(Exercise directions): Copy each of the entries below word for word, leaving out the pictures.

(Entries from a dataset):
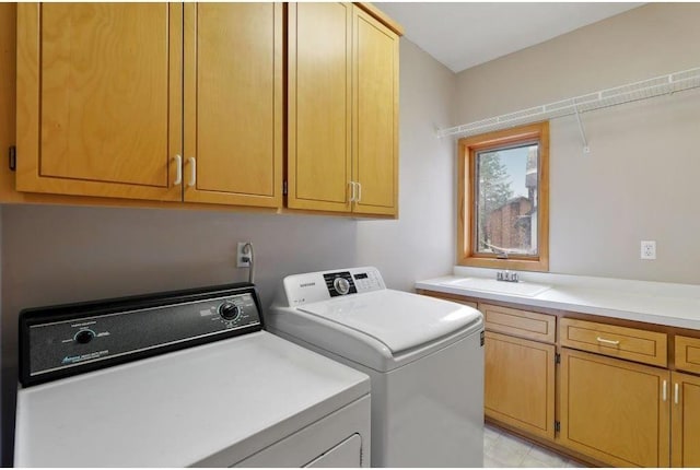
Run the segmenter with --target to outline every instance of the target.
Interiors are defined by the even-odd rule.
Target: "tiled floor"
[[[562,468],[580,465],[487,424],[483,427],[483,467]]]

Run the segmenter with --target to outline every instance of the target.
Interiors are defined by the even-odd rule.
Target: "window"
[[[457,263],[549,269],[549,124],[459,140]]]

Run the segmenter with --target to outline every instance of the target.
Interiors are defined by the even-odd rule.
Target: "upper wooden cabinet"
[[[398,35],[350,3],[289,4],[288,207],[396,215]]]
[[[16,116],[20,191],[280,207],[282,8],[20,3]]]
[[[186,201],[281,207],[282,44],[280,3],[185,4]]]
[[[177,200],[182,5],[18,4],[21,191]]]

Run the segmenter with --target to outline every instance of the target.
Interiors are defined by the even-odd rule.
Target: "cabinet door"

(Written reply):
Run the segmenter with --target to outline every instance of the target.
Interiors are defined by the even-odd rule.
Target: "tiled floor"
[[[562,468],[580,465],[487,424],[483,427],[483,467]]]

Run the segmenter with --target to outline every instance of the target.
Interiors are defined by the even-odd rule.
Target: "window"
[[[457,263],[549,269],[549,124],[459,140]]]

Run the segmenter with --target to outline every instance of the target.
Interiors are defined by the even-odd rule.
Target: "upper wooden cabinet"
[[[398,35],[350,3],[289,4],[288,207],[396,215]]]
[[[16,116],[20,191],[280,207],[282,8],[20,3]]]
[[[186,201],[281,207],[282,44],[280,3],[185,4]]]
[[[177,200],[182,5],[18,4],[21,191]]]

Run the segmenter with --target to outline every instance of the target.
Interiors are defined by the even-odd rule.
Target: "cabinet door"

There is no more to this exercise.